Copy each line below exactly and leave the pictures out.

Point placement records
_ _ _ _ _

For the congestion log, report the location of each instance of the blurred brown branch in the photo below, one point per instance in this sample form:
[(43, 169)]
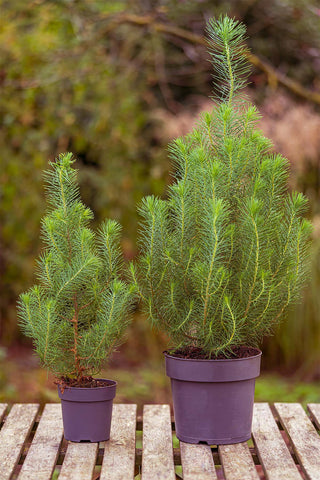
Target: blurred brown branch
[(274, 76)]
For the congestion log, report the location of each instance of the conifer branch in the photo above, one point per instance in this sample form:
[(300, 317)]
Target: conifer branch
[(66, 315), (222, 262)]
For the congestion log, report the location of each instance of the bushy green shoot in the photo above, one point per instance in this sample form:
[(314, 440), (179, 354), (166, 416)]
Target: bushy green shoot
[(78, 312), (225, 254)]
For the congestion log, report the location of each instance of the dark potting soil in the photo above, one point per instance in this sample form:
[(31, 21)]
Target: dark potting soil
[(197, 353), (83, 382)]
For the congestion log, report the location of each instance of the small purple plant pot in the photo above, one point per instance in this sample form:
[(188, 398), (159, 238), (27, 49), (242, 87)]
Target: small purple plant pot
[(86, 412), (213, 399)]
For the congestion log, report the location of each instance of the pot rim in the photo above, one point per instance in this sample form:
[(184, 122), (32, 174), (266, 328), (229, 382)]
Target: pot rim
[(220, 360), (113, 384)]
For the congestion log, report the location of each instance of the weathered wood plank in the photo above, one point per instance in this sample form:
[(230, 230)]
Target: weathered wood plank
[(314, 409), (197, 462), (119, 454), (272, 451), (13, 434), (79, 461), (3, 407), (157, 455), (43, 452), (304, 437), (237, 462)]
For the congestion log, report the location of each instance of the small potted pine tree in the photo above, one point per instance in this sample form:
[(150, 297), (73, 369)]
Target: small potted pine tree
[(78, 312), (223, 256)]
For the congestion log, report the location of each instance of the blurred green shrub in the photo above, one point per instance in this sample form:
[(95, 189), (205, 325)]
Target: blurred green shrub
[(79, 76)]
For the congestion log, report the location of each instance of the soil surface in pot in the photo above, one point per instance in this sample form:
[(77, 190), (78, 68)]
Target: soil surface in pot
[(198, 354), (83, 382)]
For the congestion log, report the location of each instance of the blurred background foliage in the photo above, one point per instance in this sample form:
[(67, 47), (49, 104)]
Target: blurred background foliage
[(114, 82)]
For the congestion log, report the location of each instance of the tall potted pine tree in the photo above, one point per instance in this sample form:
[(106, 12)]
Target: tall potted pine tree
[(78, 312), (223, 256)]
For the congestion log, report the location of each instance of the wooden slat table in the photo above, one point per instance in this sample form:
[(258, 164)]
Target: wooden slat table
[(285, 445)]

_ _ _ _ _

→ Solution for this problem:
For the congestion log, report the location of each instance of the blurred brown branch in the photo below, one point per instance in this sample form:
[(43, 169)]
Target: blurred brown branch
[(274, 76)]
For the congestion log, report the location of each instance of the conifer branch in the photo above, one point per instance in this sample form:
[(300, 317)]
Target: conifer branch
[(66, 315), (222, 262)]
For the congestion log, report the location of each instance of the bushy green shoot in the photo above, one point per instance in this sample form:
[(314, 440), (179, 354), (166, 416)]
Target: bushy green shoot
[(78, 312), (225, 254)]
For the congestion log, report the location of each instance of the dark potting soil in the photo above, one point per instance in this sample form:
[(31, 21)]
Target: dark potting soil
[(197, 353), (83, 382)]
For the congestion log, report the location of each instance of the small purple plant pot in the photo above, one point per instance in this sample form:
[(188, 398), (159, 238), (27, 49), (242, 87)]
Target: small purple plant pot
[(86, 412), (213, 399)]
For the congestion log, report the location of each instance of the pot rim in the photo above, one point per instance in this sample form:
[(184, 122), (32, 174), (266, 328), (229, 382)]
Target: pot rim
[(220, 360), (113, 384)]
For the congestion log, report the location of each instance of the weathered wood plank in the photo above, one point per instance in this sample form:
[(230, 230)]
Target: weathered wood plank
[(314, 409), (197, 462), (119, 454), (272, 451), (13, 434), (79, 461), (3, 407), (157, 455), (43, 452), (304, 437), (237, 462)]
For the congestion log, report the location of each instance of the small potted pine tree in the photo above, one point per instance in this sample form:
[(150, 297), (73, 369)]
Target: small potted pine tree
[(78, 312), (223, 256)]
For the congestion log, report the location of each instance of the blurred green shrub in the photo above, one point per instance in this sample form:
[(95, 189), (205, 325)]
Target: blurred green shrub
[(79, 76)]
For the congestion log, report the location of each instance of the soil surface in pot in the photo above, one point per instance in this sample form:
[(77, 190), (78, 68)]
Target: soil surface in pot
[(198, 354), (83, 382)]
For the congestion log, report the location of each instance of the blurred background foliage in the photo above, one point per instance in this sample form:
[(67, 47), (49, 104)]
Target: blurred background foliage
[(114, 82)]
For the congestion log, report the location of each instance of the tall potted pine tree in the photo above, one point per instance in this sample form:
[(106, 12)]
Target: tall potted pine tree
[(78, 312), (223, 256)]
For the congestion log, report the location of each instance of the wooden slat table in the photo above, one point per instance in this sample form:
[(258, 164)]
Target: wooden slat table
[(285, 445)]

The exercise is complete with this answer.